§ **PROBLEM STATEMENT**: Write out the listing beneath this instruction in its entirety, exactly as it reads.

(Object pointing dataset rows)

====

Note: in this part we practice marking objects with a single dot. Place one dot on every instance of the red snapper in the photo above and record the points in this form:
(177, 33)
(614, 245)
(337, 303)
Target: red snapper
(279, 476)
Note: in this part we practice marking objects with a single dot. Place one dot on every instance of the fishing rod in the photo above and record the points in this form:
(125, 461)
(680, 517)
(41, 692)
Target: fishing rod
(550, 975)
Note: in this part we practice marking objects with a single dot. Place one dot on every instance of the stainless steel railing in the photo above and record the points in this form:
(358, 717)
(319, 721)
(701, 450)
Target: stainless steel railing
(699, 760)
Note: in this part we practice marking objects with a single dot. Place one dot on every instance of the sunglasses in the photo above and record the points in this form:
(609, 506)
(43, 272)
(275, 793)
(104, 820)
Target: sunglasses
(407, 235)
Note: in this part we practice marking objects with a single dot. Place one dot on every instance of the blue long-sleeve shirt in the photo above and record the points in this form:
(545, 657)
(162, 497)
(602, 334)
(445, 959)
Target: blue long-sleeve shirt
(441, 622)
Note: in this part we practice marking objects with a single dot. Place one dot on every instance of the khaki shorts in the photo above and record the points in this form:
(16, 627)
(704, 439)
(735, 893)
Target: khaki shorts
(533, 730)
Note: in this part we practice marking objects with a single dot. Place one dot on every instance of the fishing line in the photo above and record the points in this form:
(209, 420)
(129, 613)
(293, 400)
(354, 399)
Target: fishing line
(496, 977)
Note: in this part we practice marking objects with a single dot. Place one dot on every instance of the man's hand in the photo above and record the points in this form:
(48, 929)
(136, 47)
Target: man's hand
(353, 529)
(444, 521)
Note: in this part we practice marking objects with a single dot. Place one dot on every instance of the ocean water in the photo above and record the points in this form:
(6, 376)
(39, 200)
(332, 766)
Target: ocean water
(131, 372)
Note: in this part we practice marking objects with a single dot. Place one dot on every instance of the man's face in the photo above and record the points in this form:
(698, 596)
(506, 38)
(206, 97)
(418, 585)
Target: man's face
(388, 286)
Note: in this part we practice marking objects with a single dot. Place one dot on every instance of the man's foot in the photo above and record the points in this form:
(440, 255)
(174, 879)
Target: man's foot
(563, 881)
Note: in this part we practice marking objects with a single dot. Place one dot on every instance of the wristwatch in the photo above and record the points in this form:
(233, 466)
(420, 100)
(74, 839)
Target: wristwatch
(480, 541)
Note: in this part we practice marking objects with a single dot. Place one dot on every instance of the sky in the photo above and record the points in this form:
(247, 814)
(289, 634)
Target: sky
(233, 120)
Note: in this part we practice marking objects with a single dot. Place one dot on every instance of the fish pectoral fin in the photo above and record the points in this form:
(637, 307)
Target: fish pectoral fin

====

§ **FINISHED ANSWER**:
Note: in this part we practice marking objects with a single dot. Place one dot on every instance of the red snapper in the photo above and record the points in this form:
(177, 33)
(614, 245)
(337, 303)
Target: red snapper
(279, 476)
Note: in this part we practice marking objects with a single dot. Place one dot on every instance of the fishing rod in the photo above and record the points in this form:
(125, 461)
(680, 517)
(41, 692)
Target: fishing rod
(550, 975)
Note: in this part we practice marking objects with a single dot. Place one dot on every instance of the stainless steel railing in the photo above and record the points in this form:
(358, 717)
(319, 721)
(701, 450)
Target: stainless steel railing
(699, 760)
Note: in this part we practice marking objects with a single dot. Place one dot on every instance of the sunglasses in the photo above and record the points in this form:
(609, 506)
(43, 272)
(275, 793)
(104, 820)
Target: sunglasses
(407, 235)
Note: in this part we practice marking objects with a single dot. Place one dot on every instance of the blue long-sleeve shirt in the photo above and record the points in this form:
(545, 657)
(162, 497)
(602, 334)
(445, 959)
Target: blue long-sleeve shirt
(441, 622)
Note: in this part we practice marking objects with a single dot. Place one dot on every instance of the khaki shorts in the photo above and record the points in this form:
(16, 627)
(704, 439)
(735, 893)
Target: khaki shorts
(533, 730)
Note: in this part we practice marking objects with a single dot. Place one dot on every instance of the fishing line in the photo above and record the points in this form:
(209, 420)
(129, 613)
(293, 400)
(354, 399)
Target: fishing line
(496, 977)
Note: in this part we practice marking objects with a single dot. Place one dot on every instance of the man's hand in the photo above and record the points in this form:
(48, 929)
(136, 47)
Target: man's hand
(353, 529)
(444, 521)
Note: in this part we practice marking objects with a single dot. Place one dot on every instance of the ocean water in the photo above and record the points in this form:
(6, 376)
(39, 200)
(332, 766)
Target: ocean water
(131, 372)
Note: in this part we practice marking objects with a single dot. Place one dot on every instance of the man's face in the photo above and record the points in this form:
(698, 596)
(506, 38)
(206, 97)
(418, 585)
Target: man's face
(388, 286)
Note: in this part we practice marking objects with a single dot. Place one dot on every instance of the man's foot in the photo above and record the points in this form:
(440, 255)
(174, 879)
Target: man's foot
(563, 881)
Note: in this part we practice marking objects with a single dot. Place one dot on every instance of the wristwatch in the photo above and record the points in this form:
(233, 466)
(420, 100)
(74, 839)
Target: wristwatch
(480, 541)
Note: in this part we practice marking objects with a single dot. Place one dot on every instance of the sky in the photo above and record the points in this form:
(247, 814)
(289, 634)
Target: sky
(233, 120)
Note: in this part we practice marking objects with a single dot. Place one dot on every instance of the fish pectoral fin in the photo above and record the points in this form:
(637, 307)
Target: fish pectoral fin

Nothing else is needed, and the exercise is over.